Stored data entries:
## begin

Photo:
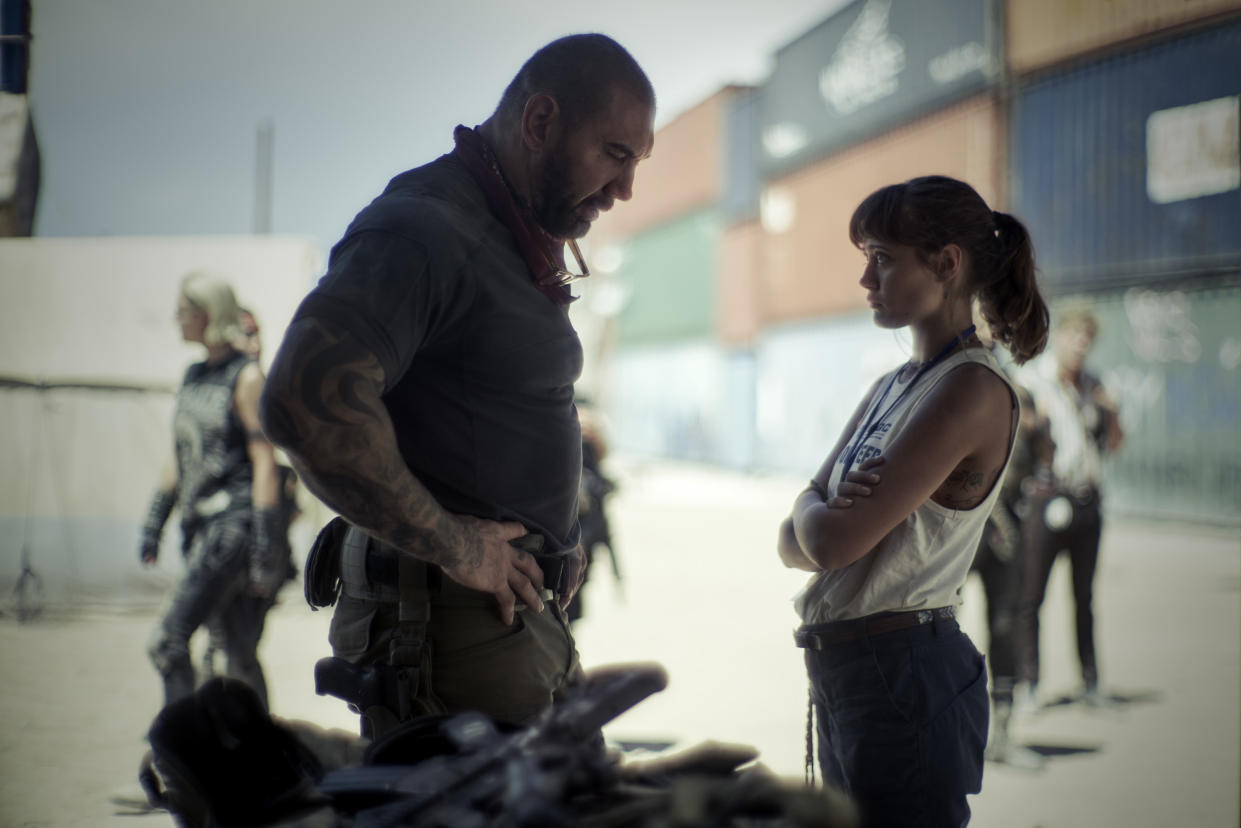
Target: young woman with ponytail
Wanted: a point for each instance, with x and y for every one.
(890, 522)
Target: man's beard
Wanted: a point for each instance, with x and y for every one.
(554, 205)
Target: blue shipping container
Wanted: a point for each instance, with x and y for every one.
(1126, 170)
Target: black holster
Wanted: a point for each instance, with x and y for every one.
(322, 579)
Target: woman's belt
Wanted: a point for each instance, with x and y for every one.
(838, 632)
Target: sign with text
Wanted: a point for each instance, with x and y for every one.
(871, 66)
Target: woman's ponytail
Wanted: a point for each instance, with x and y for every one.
(1010, 301)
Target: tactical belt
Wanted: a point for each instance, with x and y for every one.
(838, 632)
(369, 570)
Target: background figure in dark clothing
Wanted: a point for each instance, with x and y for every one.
(248, 618)
(226, 488)
(595, 490)
(999, 564)
(1064, 509)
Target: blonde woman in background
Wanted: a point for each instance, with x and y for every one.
(226, 488)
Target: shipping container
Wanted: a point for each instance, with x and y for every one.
(1172, 359)
(808, 267)
(1127, 170)
(669, 281)
(873, 66)
(1043, 32)
(742, 157)
(737, 288)
(684, 173)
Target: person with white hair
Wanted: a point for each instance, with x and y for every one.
(226, 486)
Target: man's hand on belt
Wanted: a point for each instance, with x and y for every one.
(576, 575)
(490, 564)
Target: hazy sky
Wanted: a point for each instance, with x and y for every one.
(147, 109)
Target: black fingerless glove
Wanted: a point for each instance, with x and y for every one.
(153, 528)
(269, 549)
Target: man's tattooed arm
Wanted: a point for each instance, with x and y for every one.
(323, 406)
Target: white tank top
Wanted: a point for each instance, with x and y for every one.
(925, 560)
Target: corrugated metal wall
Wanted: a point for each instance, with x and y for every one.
(670, 278)
(1041, 32)
(1120, 180)
(684, 174)
(808, 265)
(873, 66)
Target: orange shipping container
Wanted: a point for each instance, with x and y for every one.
(736, 307)
(1041, 32)
(808, 266)
(683, 174)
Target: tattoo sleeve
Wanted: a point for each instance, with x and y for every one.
(323, 406)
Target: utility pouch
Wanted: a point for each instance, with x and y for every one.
(322, 577)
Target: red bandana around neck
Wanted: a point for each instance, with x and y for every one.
(544, 253)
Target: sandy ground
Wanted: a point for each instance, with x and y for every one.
(705, 596)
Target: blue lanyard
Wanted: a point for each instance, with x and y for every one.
(873, 421)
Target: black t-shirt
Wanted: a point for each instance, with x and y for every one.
(479, 365)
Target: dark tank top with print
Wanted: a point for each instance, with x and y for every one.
(212, 463)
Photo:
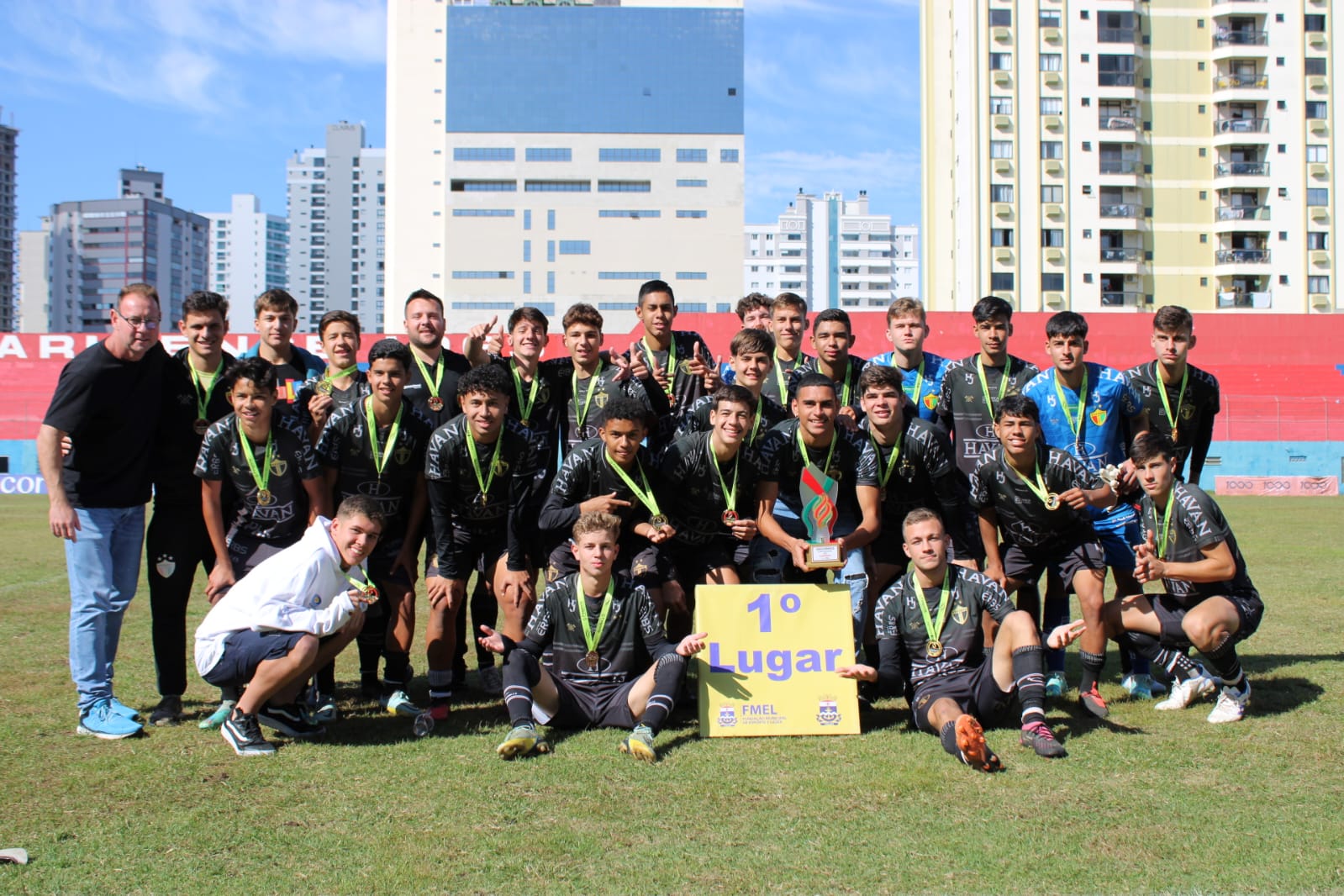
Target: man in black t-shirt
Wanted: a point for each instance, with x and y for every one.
(1038, 496)
(377, 448)
(610, 662)
(108, 403)
(930, 635)
(177, 540)
(1209, 602)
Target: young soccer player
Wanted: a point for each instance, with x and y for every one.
(377, 448)
(847, 458)
(610, 665)
(751, 363)
(832, 337)
(933, 617)
(788, 324)
(482, 474)
(1038, 498)
(713, 507)
(341, 383)
(284, 619)
(921, 371)
(177, 540)
(1180, 399)
(1209, 602)
(973, 386)
(276, 317)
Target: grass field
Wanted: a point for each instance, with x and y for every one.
(1144, 802)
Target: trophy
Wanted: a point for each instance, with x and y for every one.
(819, 514)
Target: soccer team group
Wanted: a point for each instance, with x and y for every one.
(307, 488)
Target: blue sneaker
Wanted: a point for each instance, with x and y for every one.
(101, 720)
(123, 709)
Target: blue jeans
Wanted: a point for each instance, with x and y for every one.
(103, 567)
(769, 563)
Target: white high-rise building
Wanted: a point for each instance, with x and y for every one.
(249, 251)
(547, 155)
(336, 229)
(834, 253)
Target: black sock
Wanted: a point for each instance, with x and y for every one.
(667, 682)
(1225, 661)
(520, 675)
(1093, 664)
(1029, 672)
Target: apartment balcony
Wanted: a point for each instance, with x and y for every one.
(1242, 213)
(1241, 170)
(1242, 257)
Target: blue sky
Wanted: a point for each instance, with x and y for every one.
(219, 93)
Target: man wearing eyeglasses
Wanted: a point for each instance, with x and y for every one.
(108, 402)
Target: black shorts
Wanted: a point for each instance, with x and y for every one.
(975, 691)
(590, 705)
(1063, 561)
(248, 649)
(1171, 611)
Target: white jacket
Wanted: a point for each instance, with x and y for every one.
(301, 588)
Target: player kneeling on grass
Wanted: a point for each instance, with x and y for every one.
(287, 618)
(1209, 601)
(930, 635)
(593, 624)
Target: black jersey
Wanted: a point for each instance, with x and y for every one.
(177, 442)
(588, 473)
(776, 384)
(847, 387)
(1198, 523)
(962, 410)
(852, 464)
(697, 503)
(1195, 411)
(1023, 518)
(456, 498)
(924, 477)
(345, 448)
(898, 617)
(630, 641)
(284, 518)
(769, 415)
(419, 391)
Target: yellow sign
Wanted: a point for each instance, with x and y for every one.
(769, 667)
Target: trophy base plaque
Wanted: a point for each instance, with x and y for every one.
(825, 555)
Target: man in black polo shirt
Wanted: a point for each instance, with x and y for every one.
(108, 402)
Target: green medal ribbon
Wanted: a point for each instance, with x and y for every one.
(381, 458)
(984, 383)
(807, 461)
(646, 498)
(524, 410)
(581, 413)
(1074, 424)
(592, 637)
(476, 464)
(1164, 532)
(432, 384)
(1180, 398)
(262, 480)
(671, 368)
(204, 393)
(935, 628)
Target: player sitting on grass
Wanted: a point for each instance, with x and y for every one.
(287, 618)
(933, 615)
(612, 667)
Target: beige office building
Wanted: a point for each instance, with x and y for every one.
(1119, 156)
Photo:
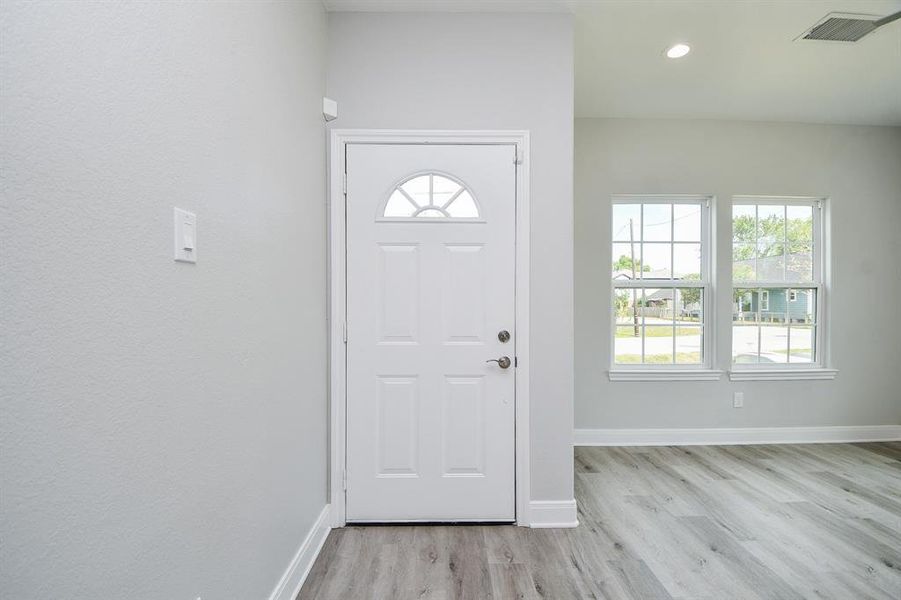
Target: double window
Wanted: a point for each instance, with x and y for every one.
(663, 293)
(661, 281)
(777, 281)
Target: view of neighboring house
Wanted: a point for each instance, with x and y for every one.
(660, 303)
(775, 305)
(778, 305)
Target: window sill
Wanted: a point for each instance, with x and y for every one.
(665, 375)
(782, 374)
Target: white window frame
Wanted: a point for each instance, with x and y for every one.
(820, 368)
(673, 372)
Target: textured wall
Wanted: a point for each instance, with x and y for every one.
(487, 71)
(163, 424)
(857, 167)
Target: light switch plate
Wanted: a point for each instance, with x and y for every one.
(185, 236)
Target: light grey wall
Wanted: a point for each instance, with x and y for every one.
(163, 425)
(859, 168)
(486, 71)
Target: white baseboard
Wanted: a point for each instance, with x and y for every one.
(289, 585)
(553, 514)
(735, 435)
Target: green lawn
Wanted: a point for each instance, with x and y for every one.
(804, 352)
(664, 359)
(657, 331)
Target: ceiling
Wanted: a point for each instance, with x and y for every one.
(745, 63)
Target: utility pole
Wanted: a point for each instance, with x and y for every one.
(634, 301)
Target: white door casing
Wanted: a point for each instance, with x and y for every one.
(430, 425)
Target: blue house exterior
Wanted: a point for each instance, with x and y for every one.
(776, 305)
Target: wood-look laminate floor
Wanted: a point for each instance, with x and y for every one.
(701, 522)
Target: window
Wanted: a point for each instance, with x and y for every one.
(661, 283)
(777, 275)
(430, 196)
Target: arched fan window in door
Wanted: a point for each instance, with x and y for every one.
(431, 196)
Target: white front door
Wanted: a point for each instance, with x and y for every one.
(430, 289)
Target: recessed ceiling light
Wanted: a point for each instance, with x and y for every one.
(678, 50)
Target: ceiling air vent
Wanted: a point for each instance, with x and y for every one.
(841, 27)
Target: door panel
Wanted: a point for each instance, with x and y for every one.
(430, 283)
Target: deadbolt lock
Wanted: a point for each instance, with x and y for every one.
(503, 362)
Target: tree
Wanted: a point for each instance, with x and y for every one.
(624, 263)
(690, 295)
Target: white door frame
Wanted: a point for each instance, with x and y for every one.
(337, 271)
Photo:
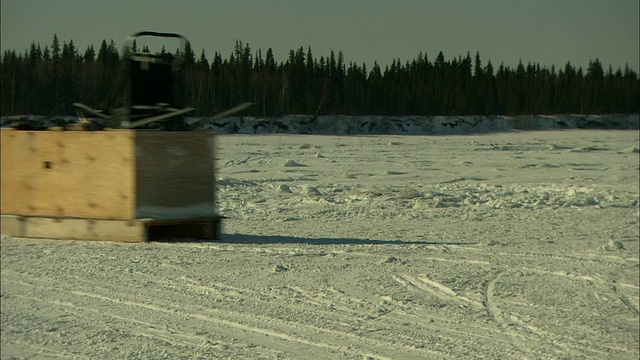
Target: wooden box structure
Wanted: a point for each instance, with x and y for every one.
(117, 185)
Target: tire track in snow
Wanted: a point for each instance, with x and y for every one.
(246, 324)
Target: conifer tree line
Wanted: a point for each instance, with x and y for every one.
(48, 81)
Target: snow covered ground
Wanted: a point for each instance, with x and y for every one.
(510, 244)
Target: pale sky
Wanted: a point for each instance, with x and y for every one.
(547, 32)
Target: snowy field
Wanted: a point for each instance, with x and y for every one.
(507, 245)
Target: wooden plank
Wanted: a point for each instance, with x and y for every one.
(174, 174)
(76, 229)
(85, 174)
(12, 225)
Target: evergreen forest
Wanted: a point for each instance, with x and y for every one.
(48, 81)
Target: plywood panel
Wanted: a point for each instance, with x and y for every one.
(69, 173)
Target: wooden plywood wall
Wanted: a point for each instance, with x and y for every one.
(116, 174)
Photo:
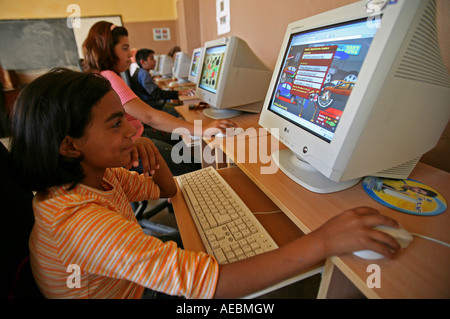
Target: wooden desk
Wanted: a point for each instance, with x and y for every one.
(421, 271)
(280, 228)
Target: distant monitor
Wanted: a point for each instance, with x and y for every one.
(165, 65)
(181, 67)
(232, 78)
(358, 93)
(195, 63)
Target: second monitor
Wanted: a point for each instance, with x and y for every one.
(232, 78)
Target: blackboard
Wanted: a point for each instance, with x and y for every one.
(37, 44)
(42, 44)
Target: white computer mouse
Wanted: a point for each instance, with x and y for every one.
(231, 132)
(402, 236)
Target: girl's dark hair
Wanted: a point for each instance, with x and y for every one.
(55, 105)
(98, 48)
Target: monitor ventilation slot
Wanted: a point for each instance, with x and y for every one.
(400, 170)
(424, 42)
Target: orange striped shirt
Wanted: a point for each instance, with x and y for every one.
(97, 231)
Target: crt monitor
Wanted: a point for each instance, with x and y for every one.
(358, 93)
(232, 78)
(181, 65)
(195, 63)
(165, 65)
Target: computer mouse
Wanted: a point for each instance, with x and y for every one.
(231, 131)
(402, 236)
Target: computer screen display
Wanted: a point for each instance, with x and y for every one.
(194, 64)
(212, 65)
(320, 69)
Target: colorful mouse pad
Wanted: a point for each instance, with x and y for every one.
(405, 195)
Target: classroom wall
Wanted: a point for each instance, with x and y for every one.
(138, 16)
(262, 23)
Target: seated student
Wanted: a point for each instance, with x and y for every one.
(146, 89)
(107, 52)
(83, 217)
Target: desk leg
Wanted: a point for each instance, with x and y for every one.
(335, 285)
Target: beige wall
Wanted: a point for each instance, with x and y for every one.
(131, 10)
(138, 16)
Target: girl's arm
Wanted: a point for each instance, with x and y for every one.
(345, 233)
(165, 122)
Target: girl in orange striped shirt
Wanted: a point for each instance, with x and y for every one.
(70, 143)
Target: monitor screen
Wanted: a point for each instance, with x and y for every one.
(194, 65)
(320, 69)
(347, 97)
(212, 65)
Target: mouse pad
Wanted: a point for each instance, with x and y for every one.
(405, 195)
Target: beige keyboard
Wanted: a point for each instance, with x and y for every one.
(228, 229)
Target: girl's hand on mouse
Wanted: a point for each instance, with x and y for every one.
(146, 151)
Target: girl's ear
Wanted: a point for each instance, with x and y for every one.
(68, 148)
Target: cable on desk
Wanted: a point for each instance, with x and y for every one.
(268, 213)
(432, 239)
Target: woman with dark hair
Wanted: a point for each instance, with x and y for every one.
(70, 141)
(107, 51)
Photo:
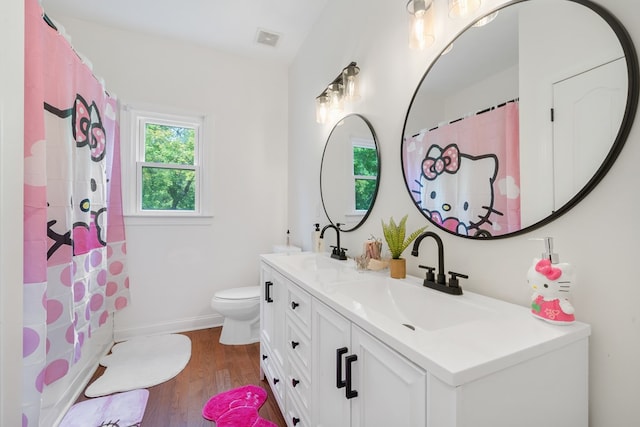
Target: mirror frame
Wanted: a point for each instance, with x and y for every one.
(375, 193)
(633, 78)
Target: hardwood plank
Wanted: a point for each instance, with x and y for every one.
(212, 369)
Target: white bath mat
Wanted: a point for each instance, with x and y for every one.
(141, 363)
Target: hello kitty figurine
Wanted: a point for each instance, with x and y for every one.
(551, 284)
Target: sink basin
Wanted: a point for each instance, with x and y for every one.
(411, 304)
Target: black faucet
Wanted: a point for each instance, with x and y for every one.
(337, 252)
(439, 283)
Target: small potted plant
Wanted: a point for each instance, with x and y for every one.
(395, 234)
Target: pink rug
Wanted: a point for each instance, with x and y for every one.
(120, 409)
(237, 408)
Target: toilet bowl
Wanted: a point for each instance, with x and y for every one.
(241, 310)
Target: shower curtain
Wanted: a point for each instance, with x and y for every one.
(494, 133)
(75, 272)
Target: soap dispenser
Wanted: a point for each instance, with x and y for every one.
(317, 242)
(551, 282)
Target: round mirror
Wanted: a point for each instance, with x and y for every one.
(521, 119)
(350, 172)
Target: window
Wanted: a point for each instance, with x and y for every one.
(365, 173)
(166, 151)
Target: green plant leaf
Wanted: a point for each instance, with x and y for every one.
(395, 234)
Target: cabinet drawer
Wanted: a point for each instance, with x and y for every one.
(298, 348)
(275, 379)
(294, 415)
(299, 307)
(299, 385)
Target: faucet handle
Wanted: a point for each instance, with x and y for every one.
(430, 275)
(453, 280)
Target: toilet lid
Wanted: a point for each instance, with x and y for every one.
(245, 292)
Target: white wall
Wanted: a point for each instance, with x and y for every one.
(175, 268)
(600, 236)
(11, 172)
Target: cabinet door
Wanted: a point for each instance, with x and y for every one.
(273, 307)
(391, 390)
(330, 332)
(266, 308)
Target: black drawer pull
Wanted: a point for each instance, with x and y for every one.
(350, 393)
(267, 291)
(339, 381)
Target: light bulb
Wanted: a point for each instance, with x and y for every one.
(421, 26)
(462, 8)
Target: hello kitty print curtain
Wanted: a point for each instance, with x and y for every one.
(75, 272)
(465, 175)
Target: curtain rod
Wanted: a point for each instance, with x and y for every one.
(502, 104)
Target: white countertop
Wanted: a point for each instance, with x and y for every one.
(456, 338)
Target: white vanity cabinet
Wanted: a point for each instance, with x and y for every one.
(358, 381)
(285, 344)
(272, 320)
(348, 349)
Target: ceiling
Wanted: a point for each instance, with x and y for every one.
(228, 25)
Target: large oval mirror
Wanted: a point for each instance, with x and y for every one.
(521, 118)
(350, 172)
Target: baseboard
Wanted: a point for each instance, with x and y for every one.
(176, 326)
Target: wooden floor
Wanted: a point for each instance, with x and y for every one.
(213, 368)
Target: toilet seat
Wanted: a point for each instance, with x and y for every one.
(241, 293)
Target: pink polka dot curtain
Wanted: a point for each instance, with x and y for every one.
(75, 273)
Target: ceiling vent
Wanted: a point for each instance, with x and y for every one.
(267, 38)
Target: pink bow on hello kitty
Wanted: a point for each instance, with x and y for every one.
(448, 161)
(544, 267)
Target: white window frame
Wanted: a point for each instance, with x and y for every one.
(134, 120)
(362, 143)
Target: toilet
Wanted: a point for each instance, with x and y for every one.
(241, 310)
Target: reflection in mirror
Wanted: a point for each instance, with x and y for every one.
(521, 119)
(350, 172)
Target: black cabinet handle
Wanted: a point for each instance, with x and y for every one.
(339, 381)
(267, 291)
(350, 393)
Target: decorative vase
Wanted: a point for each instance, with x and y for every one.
(398, 268)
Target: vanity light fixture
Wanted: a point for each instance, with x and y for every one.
(345, 87)
(421, 33)
(462, 8)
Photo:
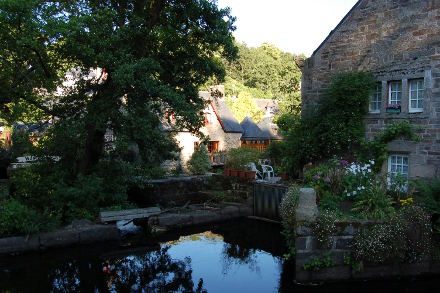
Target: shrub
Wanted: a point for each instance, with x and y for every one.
(324, 227)
(329, 201)
(21, 145)
(427, 194)
(374, 203)
(18, 219)
(406, 237)
(200, 162)
(239, 158)
(336, 127)
(379, 243)
(418, 232)
(288, 216)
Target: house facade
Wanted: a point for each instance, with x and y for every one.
(220, 126)
(399, 43)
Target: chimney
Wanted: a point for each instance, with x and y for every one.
(218, 91)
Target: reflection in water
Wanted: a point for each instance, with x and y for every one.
(213, 261)
(152, 272)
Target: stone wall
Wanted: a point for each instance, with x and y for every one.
(213, 130)
(339, 250)
(395, 40)
(178, 191)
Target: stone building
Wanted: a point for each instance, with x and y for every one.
(398, 41)
(221, 127)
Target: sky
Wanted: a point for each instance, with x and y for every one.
(295, 26)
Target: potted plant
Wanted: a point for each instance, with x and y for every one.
(239, 158)
(393, 108)
(250, 174)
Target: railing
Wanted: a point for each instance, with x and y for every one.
(267, 199)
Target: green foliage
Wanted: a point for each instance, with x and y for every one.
(317, 263)
(124, 81)
(330, 201)
(265, 72)
(324, 227)
(288, 216)
(243, 106)
(427, 194)
(199, 163)
(239, 158)
(374, 203)
(48, 189)
(377, 149)
(336, 127)
(130, 65)
(21, 145)
(18, 219)
(406, 237)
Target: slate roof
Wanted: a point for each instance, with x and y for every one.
(267, 126)
(33, 128)
(225, 116)
(252, 131)
(337, 26)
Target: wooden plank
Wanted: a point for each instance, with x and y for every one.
(128, 214)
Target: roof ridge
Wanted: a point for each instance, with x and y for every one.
(337, 26)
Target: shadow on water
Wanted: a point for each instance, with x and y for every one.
(235, 256)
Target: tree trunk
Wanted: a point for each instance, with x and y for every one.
(93, 149)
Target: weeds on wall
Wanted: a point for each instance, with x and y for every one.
(406, 238)
(199, 163)
(288, 216)
(377, 150)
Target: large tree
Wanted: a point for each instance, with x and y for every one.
(148, 57)
(266, 72)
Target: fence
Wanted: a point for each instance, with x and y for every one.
(267, 199)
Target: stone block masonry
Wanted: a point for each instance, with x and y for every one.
(395, 41)
(78, 233)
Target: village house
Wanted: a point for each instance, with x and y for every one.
(399, 43)
(221, 128)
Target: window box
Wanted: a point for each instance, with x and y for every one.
(394, 108)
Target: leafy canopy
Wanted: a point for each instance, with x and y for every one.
(145, 57)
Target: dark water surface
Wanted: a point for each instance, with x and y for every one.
(236, 256)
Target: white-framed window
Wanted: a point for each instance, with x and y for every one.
(398, 165)
(395, 92)
(376, 98)
(416, 94)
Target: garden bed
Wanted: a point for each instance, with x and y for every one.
(78, 233)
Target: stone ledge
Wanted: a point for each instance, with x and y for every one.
(68, 236)
(344, 272)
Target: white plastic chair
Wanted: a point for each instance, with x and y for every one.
(267, 171)
(258, 174)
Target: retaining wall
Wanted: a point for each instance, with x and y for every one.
(81, 232)
(340, 245)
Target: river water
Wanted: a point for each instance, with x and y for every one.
(235, 256)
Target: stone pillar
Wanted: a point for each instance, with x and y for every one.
(307, 210)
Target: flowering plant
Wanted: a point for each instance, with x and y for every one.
(393, 106)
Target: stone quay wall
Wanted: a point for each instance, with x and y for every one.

## end

• [EXERCISE]: Please echo the listing verbatim, starting at the line that contains "Target: river water" and ending at the close of the listing.

• [RESPONSE BELOW]:
Target: river water
Wanted: a point for each instance, with x and y for every one.
(235, 256)
Target: stone pillar
Wanted: a point for each instance, with x and y for every one.
(307, 210)
Target: flowering plant
Wanted: a point for each instance, with x and y for every one.
(393, 106)
Target: stone quay wall
Wanted: a point for each instance, with x and y for every one.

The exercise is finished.